__Aim of the exercise__: Return the following data exactly, with all pictures left out.

START Data supplied

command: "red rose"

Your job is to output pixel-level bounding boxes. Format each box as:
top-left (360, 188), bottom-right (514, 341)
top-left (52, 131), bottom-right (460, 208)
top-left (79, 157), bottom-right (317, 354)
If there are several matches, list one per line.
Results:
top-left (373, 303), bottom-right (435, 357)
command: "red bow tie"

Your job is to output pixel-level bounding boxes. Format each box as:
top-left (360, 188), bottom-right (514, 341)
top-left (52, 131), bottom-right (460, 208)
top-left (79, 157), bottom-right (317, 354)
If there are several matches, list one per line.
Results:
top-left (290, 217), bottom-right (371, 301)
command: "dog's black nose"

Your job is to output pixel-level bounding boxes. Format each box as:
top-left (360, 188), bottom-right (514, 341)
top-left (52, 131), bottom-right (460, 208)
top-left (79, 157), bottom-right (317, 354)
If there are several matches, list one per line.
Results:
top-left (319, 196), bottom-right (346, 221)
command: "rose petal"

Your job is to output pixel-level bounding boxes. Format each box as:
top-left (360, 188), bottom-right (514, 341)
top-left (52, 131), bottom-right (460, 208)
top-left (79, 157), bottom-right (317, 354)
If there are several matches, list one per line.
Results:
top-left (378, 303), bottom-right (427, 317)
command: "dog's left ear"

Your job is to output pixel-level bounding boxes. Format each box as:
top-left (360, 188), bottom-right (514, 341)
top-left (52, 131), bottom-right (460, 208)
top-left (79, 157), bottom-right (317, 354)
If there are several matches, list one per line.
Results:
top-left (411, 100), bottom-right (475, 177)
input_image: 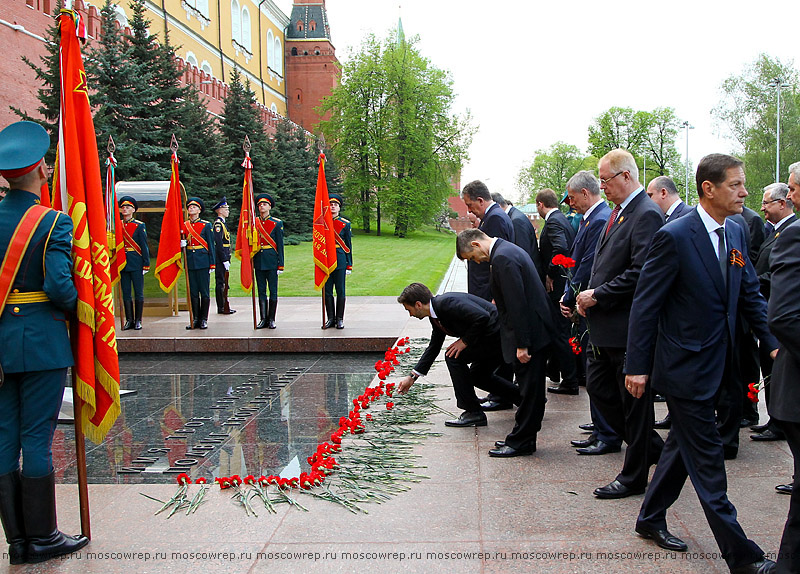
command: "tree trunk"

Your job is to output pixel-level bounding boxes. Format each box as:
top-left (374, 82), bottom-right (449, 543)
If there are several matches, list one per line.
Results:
top-left (376, 199), bottom-right (382, 236)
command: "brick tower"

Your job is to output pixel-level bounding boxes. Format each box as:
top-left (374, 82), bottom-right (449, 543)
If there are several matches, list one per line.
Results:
top-left (284, 0), bottom-right (339, 133)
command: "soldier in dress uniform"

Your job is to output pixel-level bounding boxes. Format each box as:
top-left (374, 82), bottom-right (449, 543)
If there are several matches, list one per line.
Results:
top-left (212, 197), bottom-right (235, 315)
top-left (324, 193), bottom-right (352, 329)
top-left (183, 197), bottom-right (215, 329)
top-left (118, 196), bottom-right (149, 330)
top-left (253, 193), bottom-right (284, 329)
top-left (0, 121), bottom-right (88, 564)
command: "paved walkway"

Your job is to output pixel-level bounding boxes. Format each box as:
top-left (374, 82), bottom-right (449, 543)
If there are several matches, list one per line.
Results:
top-left (17, 256), bottom-right (791, 573)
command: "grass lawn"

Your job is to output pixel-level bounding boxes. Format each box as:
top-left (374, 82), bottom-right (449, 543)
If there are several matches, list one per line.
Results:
top-left (141, 223), bottom-right (456, 298)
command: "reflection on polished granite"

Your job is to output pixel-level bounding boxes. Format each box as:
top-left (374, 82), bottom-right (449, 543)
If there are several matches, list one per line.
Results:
top-left (53, 353), bottom-right (380, 484)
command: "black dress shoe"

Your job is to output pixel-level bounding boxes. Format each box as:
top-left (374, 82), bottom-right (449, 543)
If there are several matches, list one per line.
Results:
top-left (740, 417), bottom-right (759, 428)
top-left (750, 422), bottom-right (769, 433)
top-left (577, 440), bottom-right (621, 455)
top-left (635, 523), bottom-right (688, 552)
top-left (750, 429), bottom-right (785, 441)
top-left (571, 436), bottom-right (597, 448)
top-left (578, 422), bottom-right (595, 432)
top-left (654, 416), bottom-right (672, 429)
top-left (488, 444), bottom-right (535, 457)
top-left (444, 411), bottom-right (487, 427)
top-left (494, 440), bottom-right (505, 448)
top-left (653, 394), bottom-right (666, 402)
top-left (593, 479), bottom-right (645, 499)
top-left (776, 483), bottom-right (794, 495)
top-left (547, 384), bottom-right (579, 395)
top-left (730, 558), bottom-right (777, 574)
top-left (481, 400), bottom-right (513, 411)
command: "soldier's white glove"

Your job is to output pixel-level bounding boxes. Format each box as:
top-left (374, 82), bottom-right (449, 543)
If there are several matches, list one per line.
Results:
top-left (180, 239), bottom-right (187, 248)
top-left (143, 269), bottom-right (149, 275)
top-left (223, 261), bottom-right (230, 271)
top-left (345, 270), bottom-right (352, 275)
top-left (277, 270), bottom-right (284, 275)
top-left (209, 268), bottom-right (214, 274)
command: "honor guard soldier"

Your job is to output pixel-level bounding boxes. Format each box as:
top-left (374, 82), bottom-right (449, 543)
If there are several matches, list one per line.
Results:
top-left (253, 193), bottom-right (284, 329)
top-left (118, 196), bottom-right (150, 330)
top-left (0, 121), bottom-right (89, 564)
top-left (212, 197), bottom-right (235, 315)
top-left (324, 193), bottom-right (352, 329)
top-left (183, 197), bottom-right (215, 329)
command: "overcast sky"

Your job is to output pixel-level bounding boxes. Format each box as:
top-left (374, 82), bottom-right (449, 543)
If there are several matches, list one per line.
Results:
top-left (276, 0), bottom-right (798, 203)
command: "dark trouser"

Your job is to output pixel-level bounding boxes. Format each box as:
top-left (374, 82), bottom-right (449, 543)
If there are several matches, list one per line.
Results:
top-left (586, 346), bottom-right (663, 489)
top-left (214, 267), bottom-right (231, 312)
top-left (255, 269), bottom-right (278, 301)
top-left (638, 394), bottom-right (765, 569)
top-left (120, 269), bottom-right (144, 302)
top-left (445, 339), bottom-right (521, 413)
top-left (759, 342), bottom-right (782, 434)
top-left (546, 295), bottom-right (578, 386)
top-left (0, 369), bottom-right (67, 477)
top-left (325, 269), bottom-right (347, 320)
top-left (187, 268), bottom-right (211, 298)
top-left (738, 329), bottom-right (761, 423)
top-left (504, 349), bottom-right (547, 451)
top-left (775, 418), bottom-right (800, 573)
top-left (716, 365), bottom-right (744, 455)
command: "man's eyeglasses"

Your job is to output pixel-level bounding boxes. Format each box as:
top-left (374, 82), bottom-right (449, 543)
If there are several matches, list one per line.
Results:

END Data supplied

__Exercise result__:
command: "red rose"

Your job is to output pixel-level bounding boxes. Format each box as:
top-left (360, 188), bottom-right (514, 341)
top-left (52, 131), bottom-right (460, 208)
top-left (79, 157), bottom-right (317, 354)
If there are several matches, list one per line.
Results:
top-left (373, 303), bottom-right (435, 357)
command: "red bow tie"

Your job is to output pixel-level bounding boxes. Format each box as:
top-left (360, 188), bottom-right (514, 341)
top-left (52, 131), bottom-right (460, 208)
top-left (79, 157), bottom-right (317, 354)
If there are several matches, list one per line.
Results:
top-left (290, 217), bottom-right (371, 301)
command: "dog's black nose"

Your job is to output pixel-level bounding boxes. Format each box as:
top-left (360, 188), bottom-right (514, 341)
top-left (52, 131), bottom-right (460, 208)
top-left (79, 157), bottom-right (317, 354)
If there are several matches, list one per line.
Results:
top-left (319, 196), bottom-right (346, 221)
command: "rose petal"

Your job is to output pixel-level bounding boxes. Format each box as:
top-left (360, 188), bottom-right (514, 341)
top-left (52, 131), bottom-right (460, 208)
top-left (79, 157), bottom-right (317, 354)
If there are several matches, list one per line.
Results:
top-left (378, 303), bottom-right (427, 317)
command: "dog's left ear"

Your job is to output pixel-level bounding boxes. Format each box as:
top-left (360, 188), bottom-right (514, 341)
top-left (52, 131), bottom-right (460, 208)
top-left (79, 157), bottom-right (317, 354)
If there are several matches, list one per line.
Results:
top-left (411, 100), bottom-right (475, 177)
input_image: 
command: "tree trunk"

Your job is to output pixel-level bounding boxes. Format each box as:
top-left (374, 82), bottom-right (449, 543)
If there are several matches, list one per line.
Results:
top-left (376, 199), bottom-right (382, 236)
command: "brick tower"

Your job is to output pixel-level bounding boxes. Format each box as:
top-left (374, 82), bottom-right (449, 543)
If there are several matches, list one per line.
Results:
top-left (284, 0), bottom-right (339, 133)
command: "soldier in dress uniform"

Your job is to output pixel-level bounding boxes. Format each box as:
top-left (374, 82), bottom-right (449, 543)
If there are several matches, list one per line.
Results:
top-left (212, 197), bottom-right (235, 315)
top-left (324, 193), bottom-right (352, 329)
top-left (183, 197), bottom-right (215, 329)
top-left (118, 196), bottom-right (149, 330)
top-left (253, 193), bottom-right (284, 329)
top-left (0, 121), bottom-right (88, 564)
command: "paved walkway"

Your job is to output pixel-level bounding boxes. Format each box as:
top-left (374, 82), bottom-right (449, 543)
If there are several matches, list one per line.
Results:
top-left (17, 256), bottom-right (791, 573)
command: "grass lawn"

Your job is to output pixel-level bounding boxes. Format each box as:
top-left (374, 82), bottom-right (449, 543)
If there are several matches, list one per line.
Results:
top-left (141, 223), bottom-right (456, 298)
command: "reflection on polished granite"

Your job is to output pixel-level bounding boxes. Format each box as:
top-left (374, 82), bottom-right (449, 543)
If there are several matches, list one per line.
Results:
top-left (53, 353), bottom-right (380, 484)
command: "black dress shoe"

Your job is to output pixel-level bounding boxes. Format each box as:
top-left (374, 82), bottom-right (449, 543)
If there are several matches, list one per line.
Results:
top-left (740, 417), bottom-right (759, 428)
top-left (750, 422), bottom-right (769, 433)
top-left (577, 440), bottom-right (621, 455)
top-left (635, 523), bottom-right (688, 552)
top-left (750, 429), bottom-right (785, 441)
top-left (571, 436), bottom-right (597, 448)
top-left (578, 422), bottom-right (595, 432)
top-left (654, 416), bottom-right (672, 429)
top-left (488, 444), bottom-right (535, 457)
top-left (444, 411), bottom-right (487, 427)
top-left (494, 440), bottom-right (505, 448)
top-left (653, 394), bottom-right (666, 402)
top-left (593, 479), bottom-right (645, 499)
top-left (776, 483), bottom-right (794, 495)
top-left (547, 384), bottom-right (579, 395)
top-left (730, 558), bottom-right (777, 574)
top-left (481, 400), bottom-right (513, 411)
command: "soldier's white glove"

Your job is to output pixel-level bounding boxes. Format each box as:
top-left (374, 82), bottom-right (449, 543)
If there are several matches, list one per line.
Results:
top-left (180, 239), bottom-right (187, 248)
top-left (143, 269), bottom-right (149, 275)
top-left (223, 261), bottom-right (230, 271)
top-left (345, 270), bottom-right (352, 275)
top-left (277, 270), bottom-right (284, 275)
top-left (209, 268), bottom-right (214, 274)
command: "honor guard soldier"

Your job is to output pixel-level bounding boxes. Format each box as:
top-left (374, 82), bottom-right (449, 543)
If there are several matches, list one per line.
Results:
top-left (253, 193), bottom-right (284, 329)
top-left (118, 196), bottom-right (150, 330)
top-left (0, 121), bottom-right (89, 564)
top-left (212, 197), bottom-right (235, 315)
top-left (324, 193), bottom-right (352, 329)
top-left (183, 197), bottom-right (215, 329)
command: "overcast sky"

Your job is to output pixel-level bounding boxes. Format each box as:
top-left (374, 82), bottom-right (449, 543)
If there are several matches, list one per line.
Results:
top-left (276, 0), bottom-right (798, 203)
command: "dark trouser"

Your job is to output pixel-level bounding boxes. Format each box as:
top-left (374, 82), bottom-right (449, 543)
If there are several matches, list one per line.
Results:
top-left (586, 346), bottom-right (663, 489)
top-left (214, 267), bottom-right (231, 312)
top-left (255, 269), bottom-right (278, 301)
top-left (638, 394), bottom-right (765, 569)
top-left (120, 269), bottom-right (144, 302)
top-left (445, 339), bottom-right (521, 413)
top-left (759, 342), bottom-right (782, 434)
top-left (546, 295), bottom-right (578, 386)
top-left (0, 369), bottom-right (67, 477)
top-left (325, 269), bottom-right (347, 320)
top-left (187, 268), bottom-right (211, 298)
top-left (738, 329), bottom-right (761, 423)
top-left (504, 349), bottom-right (547, 451)
top-left (775, 418), bottom-right (800, 573)
top-left (716, 365), bottom-right (744, 455)
command: "man's eyeglasses"

Your job is to output pixel-level bounding boxes. Format each box as:
top-left (374, 82), bottom-right (449, 543)
If there are several matches, list one per line.
Results:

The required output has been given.